TASK TO CARRY OUT
The answer must be a single number: how many lines in the entries hold the string "detect".

DATA FOR ANALYSIS

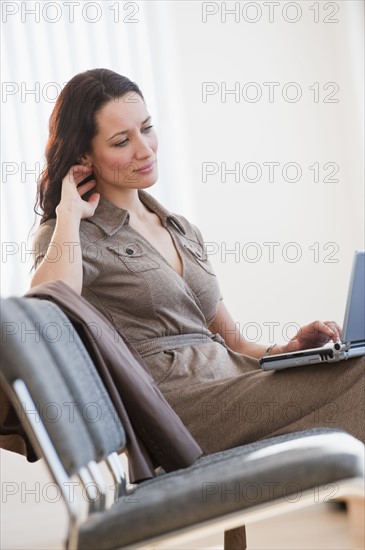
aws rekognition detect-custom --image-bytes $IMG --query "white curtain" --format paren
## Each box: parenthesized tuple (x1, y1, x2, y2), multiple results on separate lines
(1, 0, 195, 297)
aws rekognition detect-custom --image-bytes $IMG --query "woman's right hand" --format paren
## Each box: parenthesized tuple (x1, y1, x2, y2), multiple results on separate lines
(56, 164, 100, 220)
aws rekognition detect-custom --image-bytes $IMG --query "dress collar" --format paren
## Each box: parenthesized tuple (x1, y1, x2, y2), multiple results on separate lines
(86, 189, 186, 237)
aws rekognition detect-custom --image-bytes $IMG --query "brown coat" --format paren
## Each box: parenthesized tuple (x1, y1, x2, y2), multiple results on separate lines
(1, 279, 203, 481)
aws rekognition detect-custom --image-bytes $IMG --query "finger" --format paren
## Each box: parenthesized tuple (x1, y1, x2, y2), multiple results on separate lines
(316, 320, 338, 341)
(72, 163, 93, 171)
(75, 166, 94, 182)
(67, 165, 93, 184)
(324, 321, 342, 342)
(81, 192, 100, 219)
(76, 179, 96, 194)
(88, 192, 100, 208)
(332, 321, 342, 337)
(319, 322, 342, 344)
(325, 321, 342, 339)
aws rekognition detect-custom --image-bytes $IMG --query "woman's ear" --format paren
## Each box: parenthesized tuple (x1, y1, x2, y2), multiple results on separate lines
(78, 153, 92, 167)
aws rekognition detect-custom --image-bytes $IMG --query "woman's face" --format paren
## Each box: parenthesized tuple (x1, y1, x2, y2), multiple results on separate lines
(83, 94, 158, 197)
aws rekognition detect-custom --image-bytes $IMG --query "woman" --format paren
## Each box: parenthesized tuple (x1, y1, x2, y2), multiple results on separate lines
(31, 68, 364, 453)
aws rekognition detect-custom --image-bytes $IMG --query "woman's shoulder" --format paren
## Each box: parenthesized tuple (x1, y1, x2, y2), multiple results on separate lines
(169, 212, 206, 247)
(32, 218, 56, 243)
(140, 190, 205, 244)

...

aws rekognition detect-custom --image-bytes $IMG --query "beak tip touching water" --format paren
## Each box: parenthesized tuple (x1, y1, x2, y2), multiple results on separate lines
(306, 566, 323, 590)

OUTPUT FOR THIS TASK
10